§ Goal of the exercise
Every line from the one containing "Practice step: put one dot on the potted" to the end of the records below, written out word for word, is the whole answer.

[Stored data entries]
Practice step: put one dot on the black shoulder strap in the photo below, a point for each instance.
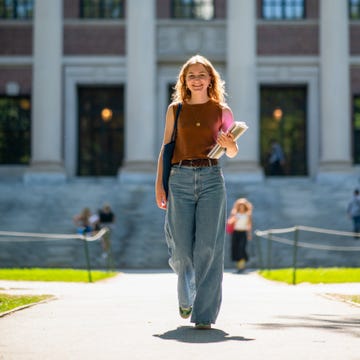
(173, 136)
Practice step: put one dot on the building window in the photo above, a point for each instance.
(283, 9)
(16, 9)
(193, 9)
(15, 130)
(102, 9)
(354, 9)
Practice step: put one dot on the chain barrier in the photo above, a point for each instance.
(86, 238)
(271, 236)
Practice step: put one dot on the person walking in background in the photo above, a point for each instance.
(84, 221)
(196, 204)
(353, 211)
(276, 158)
(240, 220)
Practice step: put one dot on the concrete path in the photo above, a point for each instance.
(134, 316)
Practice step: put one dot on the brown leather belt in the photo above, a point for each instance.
(198, 162)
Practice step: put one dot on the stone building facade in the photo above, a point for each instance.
(96, 88)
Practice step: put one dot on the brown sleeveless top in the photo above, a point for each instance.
(197, 130)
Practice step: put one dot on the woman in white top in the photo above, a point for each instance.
(241, 220)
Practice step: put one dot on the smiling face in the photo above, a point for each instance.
(197, 79)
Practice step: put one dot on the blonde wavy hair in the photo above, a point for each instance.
(216, 91)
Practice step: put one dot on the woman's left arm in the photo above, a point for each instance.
(226, 139)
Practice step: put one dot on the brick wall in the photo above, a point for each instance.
(21, 75)
(16, 39)
(94, 39)
(355, 80)
(71, 9)
(354, 39)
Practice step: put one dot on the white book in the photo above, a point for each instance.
(237, 129)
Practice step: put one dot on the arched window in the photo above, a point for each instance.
(102, 9)
(283, 9)
(193, 9)
(16, 9)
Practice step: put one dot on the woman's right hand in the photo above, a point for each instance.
(161, 198)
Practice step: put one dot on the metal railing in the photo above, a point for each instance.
(271, 236)
(84, 237)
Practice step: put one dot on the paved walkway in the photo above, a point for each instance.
(134, 316)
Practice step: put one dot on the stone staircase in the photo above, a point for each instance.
(138, 239)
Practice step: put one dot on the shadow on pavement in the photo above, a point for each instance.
(189, 334)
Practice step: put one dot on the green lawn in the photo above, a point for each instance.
(10, 302)
(67, 275)
(314, 275)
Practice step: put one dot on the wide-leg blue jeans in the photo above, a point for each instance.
(195, 234)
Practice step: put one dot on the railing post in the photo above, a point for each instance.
(258, 246)
(296, 238)
(269, 251)
(86, 249)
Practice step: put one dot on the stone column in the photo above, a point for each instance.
(335, 141)
(140, 92)
(242, 86)
(46, 144)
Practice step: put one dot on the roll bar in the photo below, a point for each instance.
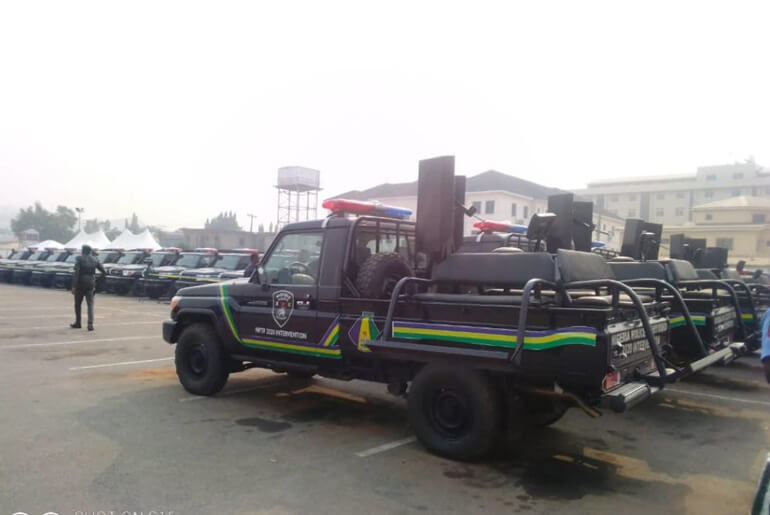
(720, 285)
(535, 284)
(660, 285)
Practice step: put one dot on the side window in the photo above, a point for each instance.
(294, 260)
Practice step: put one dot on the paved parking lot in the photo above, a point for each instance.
(98, 421)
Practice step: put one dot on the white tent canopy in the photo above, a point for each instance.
(129, 240)
(97, 240)
(48, 244)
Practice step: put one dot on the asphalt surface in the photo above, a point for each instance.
(98, 422)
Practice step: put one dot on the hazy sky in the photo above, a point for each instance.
(178, 110)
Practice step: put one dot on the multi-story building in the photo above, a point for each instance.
(739, 224)
(496, 196)
(670, 199)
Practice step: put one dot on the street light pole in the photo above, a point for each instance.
(251, 222)
(80, 212)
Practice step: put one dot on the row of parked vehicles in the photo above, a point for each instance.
(140, 272)
(486, 334)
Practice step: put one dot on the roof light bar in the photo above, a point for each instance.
(491, 226)
(358, 207)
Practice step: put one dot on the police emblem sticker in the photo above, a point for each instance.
(283, 307)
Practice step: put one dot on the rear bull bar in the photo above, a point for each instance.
(745, 334)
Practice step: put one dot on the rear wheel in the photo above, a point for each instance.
(201, 364)
(455, 412)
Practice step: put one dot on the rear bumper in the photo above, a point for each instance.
(627, 396)
(169, 328)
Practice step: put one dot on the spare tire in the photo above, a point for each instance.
(380, 273)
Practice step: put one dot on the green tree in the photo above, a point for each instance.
(57, 225)
(225, 221)
(134, 225)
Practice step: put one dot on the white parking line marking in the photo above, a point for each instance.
(721, 397)
(386, 447)
(60, 326)
(83, 340)
(120, 364)
(227, 393)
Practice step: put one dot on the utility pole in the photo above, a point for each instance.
(80, 212)
(251, 222)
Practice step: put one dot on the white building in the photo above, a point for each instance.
(496, 196)
(670, 199)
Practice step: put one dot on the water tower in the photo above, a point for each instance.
(298, 189)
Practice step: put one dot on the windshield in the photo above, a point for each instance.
(129, 258)
(233, 262)
(163, 258)
(108, 257)
(196, 260)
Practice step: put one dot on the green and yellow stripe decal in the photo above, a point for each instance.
(473, 335)
(677, 319)
(326, 349)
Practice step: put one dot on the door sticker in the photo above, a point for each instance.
(283, 307)
(363, 331)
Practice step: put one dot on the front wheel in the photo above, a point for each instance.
(455, 412)
(200, 362)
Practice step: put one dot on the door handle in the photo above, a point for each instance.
(304, 303)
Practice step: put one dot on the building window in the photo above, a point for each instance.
(725, 243)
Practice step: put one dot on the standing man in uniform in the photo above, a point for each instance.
(84, 283)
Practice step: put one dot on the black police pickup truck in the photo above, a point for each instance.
(484, 344)
(160, 281)
(122, 277)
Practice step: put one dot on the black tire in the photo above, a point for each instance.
(380, 273)
(455, 412)
(201, 364)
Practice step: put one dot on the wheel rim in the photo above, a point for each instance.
(450, 413)
(198, 360)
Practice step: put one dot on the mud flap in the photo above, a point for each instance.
(761, 504)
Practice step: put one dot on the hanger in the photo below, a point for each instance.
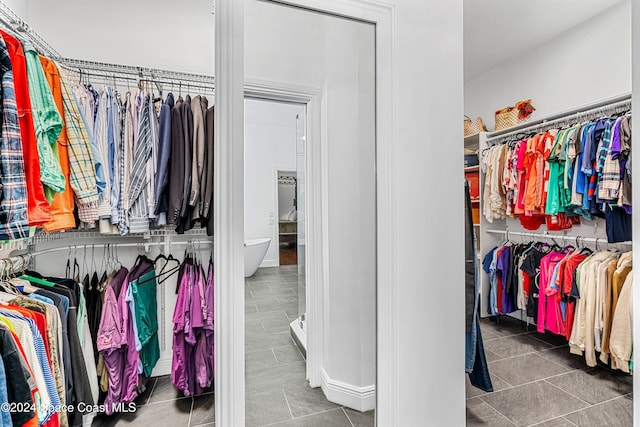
(37, 280)
(163, 275)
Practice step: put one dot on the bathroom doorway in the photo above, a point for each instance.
(287, 217)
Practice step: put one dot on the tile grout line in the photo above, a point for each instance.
(588, 407)
(570, 394)
(524, 354)
(551, 419)
(498, 412)
(589, 404)
(287, 401)
(302, 417)
(347, 415)
(527, 383)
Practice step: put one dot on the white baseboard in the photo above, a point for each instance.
(358, 398)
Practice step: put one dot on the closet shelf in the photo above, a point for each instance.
(472, 141)
(72, 235)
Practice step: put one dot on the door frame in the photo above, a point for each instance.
(229, 206)
(276, 228)
(316, 267)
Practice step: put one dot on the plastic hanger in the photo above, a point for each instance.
(37, 280)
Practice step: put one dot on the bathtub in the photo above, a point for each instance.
(254, 252)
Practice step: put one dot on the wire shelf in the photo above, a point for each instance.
(72, 235)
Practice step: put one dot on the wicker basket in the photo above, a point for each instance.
(473, 127)
(512, 116)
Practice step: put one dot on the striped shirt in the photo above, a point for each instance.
(13, 190)
(115, 124)
(138, 203)
(101, 141)
(81, 163)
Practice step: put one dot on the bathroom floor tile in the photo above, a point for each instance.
(523, 369)
(533, 403)
(479, 413)
(617, 412)
(515, 345)
(594, 385)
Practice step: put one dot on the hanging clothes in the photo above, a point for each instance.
(562, 176)
(192, 362)
(62, 205)
(39, 211)
(13, 198)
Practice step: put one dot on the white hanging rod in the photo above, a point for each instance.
(112, 78)
(12, 22)
(564, 237)
(142, 245)
(588, 112)
(20, 262)
(141, 73)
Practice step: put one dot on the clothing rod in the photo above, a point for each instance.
(576, 115)
(108, 79)
(532, 235)
(144, 245)
(143, 73)
(18, 26)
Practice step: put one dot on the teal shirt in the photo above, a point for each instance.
(47, 122)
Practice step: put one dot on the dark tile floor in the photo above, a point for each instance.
(276, 387)
(538, 382)
(163, 405)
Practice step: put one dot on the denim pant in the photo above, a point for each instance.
(475, 360)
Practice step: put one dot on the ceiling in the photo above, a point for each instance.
(495, 30)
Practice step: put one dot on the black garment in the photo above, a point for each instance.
(187, 129)
(479, 374)
(208, 185)
(93, 298)
(469, 262)
(19, 379)
(208, 202)
(176, 171)
(531, 266)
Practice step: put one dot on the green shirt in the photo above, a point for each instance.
(47, 122)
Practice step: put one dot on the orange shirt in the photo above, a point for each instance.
(62, 204)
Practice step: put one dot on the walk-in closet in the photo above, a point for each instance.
(551, 215)
(107, 223)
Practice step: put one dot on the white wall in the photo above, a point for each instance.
(427, 87)
(297, 47)
(429, 195)
(270, 145)
(585, 64)
(636, 194)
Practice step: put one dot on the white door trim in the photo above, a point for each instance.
(316, 266)
(383, 16)
(229, 209)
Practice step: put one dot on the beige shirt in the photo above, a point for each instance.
(621, 336)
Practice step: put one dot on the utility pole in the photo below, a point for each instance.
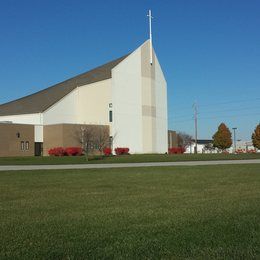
(150, 36)
(196, 126)
(234, 145)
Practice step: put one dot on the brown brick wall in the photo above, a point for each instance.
(10, 143)
(172, 139)
(63, 135)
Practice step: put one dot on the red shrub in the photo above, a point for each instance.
(107, 151)
(176, 150)
(73, 151)
(57, 151)
(121, 150)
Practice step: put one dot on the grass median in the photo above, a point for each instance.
(166, 212)
(134, 158)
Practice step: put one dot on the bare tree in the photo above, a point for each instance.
(102, 138)
(183, 139)
(86, 138)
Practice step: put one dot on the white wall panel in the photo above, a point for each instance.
(127, 103)
(30, 119)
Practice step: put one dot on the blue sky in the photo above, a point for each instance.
(209, 51)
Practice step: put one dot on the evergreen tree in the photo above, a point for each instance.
(256, 137)
(222, 139)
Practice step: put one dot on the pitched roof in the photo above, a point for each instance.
(40, 101)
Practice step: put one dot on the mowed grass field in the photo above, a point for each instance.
(133, 158)
(204, 212)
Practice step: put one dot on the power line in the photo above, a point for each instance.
(216, 117)
(216, 111)
(222, 103)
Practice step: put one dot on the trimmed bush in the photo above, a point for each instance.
(107, 151)
(73, 151)
(121, 150)
(176, 150)
(57, 151)
(70, 151)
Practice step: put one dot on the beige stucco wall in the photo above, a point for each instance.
(93, 103)
(10, 143)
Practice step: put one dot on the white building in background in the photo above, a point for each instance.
(128, 94)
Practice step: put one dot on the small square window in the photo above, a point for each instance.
(110, 116)
(22, 145)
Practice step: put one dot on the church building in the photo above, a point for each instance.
(127, 95)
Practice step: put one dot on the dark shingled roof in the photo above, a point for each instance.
(40, 101)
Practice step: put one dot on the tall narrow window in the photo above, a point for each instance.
(110, 116)
(22, 145)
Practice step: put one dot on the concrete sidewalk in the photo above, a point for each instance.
(123, 165)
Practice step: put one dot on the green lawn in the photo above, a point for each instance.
(125, 159)
(140, 213)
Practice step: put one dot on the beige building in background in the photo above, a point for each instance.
(127, 95)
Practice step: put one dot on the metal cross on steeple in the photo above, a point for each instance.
(150, 30)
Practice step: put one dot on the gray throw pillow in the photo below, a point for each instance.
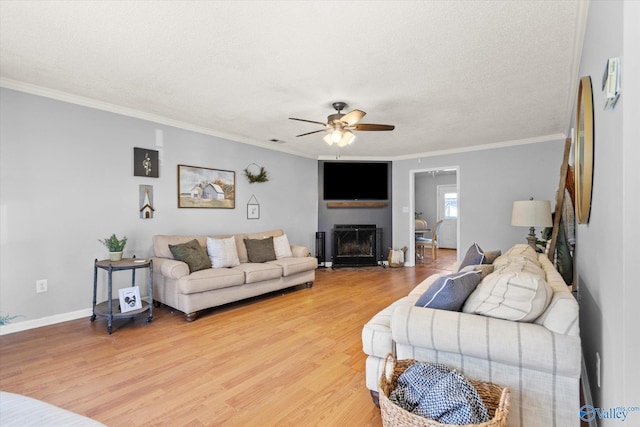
(260, 250)
(451, 291)
(474, 256)
(191, 253)
(490, 256)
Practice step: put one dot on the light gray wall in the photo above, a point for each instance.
(607, 249)
(489, 181)
(67, 180)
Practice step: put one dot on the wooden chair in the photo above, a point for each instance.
(424, 242)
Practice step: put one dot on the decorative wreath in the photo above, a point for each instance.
(262, 175)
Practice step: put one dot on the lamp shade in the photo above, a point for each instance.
(531, 213)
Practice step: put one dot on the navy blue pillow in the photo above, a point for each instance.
(451, 291)
(474, 256)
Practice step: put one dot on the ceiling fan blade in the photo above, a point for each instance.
(309, 133)
(308, 121)
(371, 126)
(353, 117)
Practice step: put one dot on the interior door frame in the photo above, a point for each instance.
(412, 208)
(440, 205)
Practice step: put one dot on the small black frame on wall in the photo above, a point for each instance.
(145, 163)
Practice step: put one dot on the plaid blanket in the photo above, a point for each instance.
(439, 393)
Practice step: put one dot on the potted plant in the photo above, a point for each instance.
(115, 246)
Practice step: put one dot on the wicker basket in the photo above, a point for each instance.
(396, 264)
(495, 398)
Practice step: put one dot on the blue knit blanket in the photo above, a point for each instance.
(439, 393)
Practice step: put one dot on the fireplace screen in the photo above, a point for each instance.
(355, 245)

§ Problem solution
Practice step: put one dot on the potted plant in the photo above, a point for each instance.
(115, 246)
Practice step: put one dot on the wicker basket in the photo above, a point for each instance.
(396, 264)
(495, 398)
Practice step: put one dot on the blue knit blanket in the photo above, a point for each instance.
(439, 393)
Practice step: put one dot on the fireplace screen in the photo above, a point for each instance.
(355, 245)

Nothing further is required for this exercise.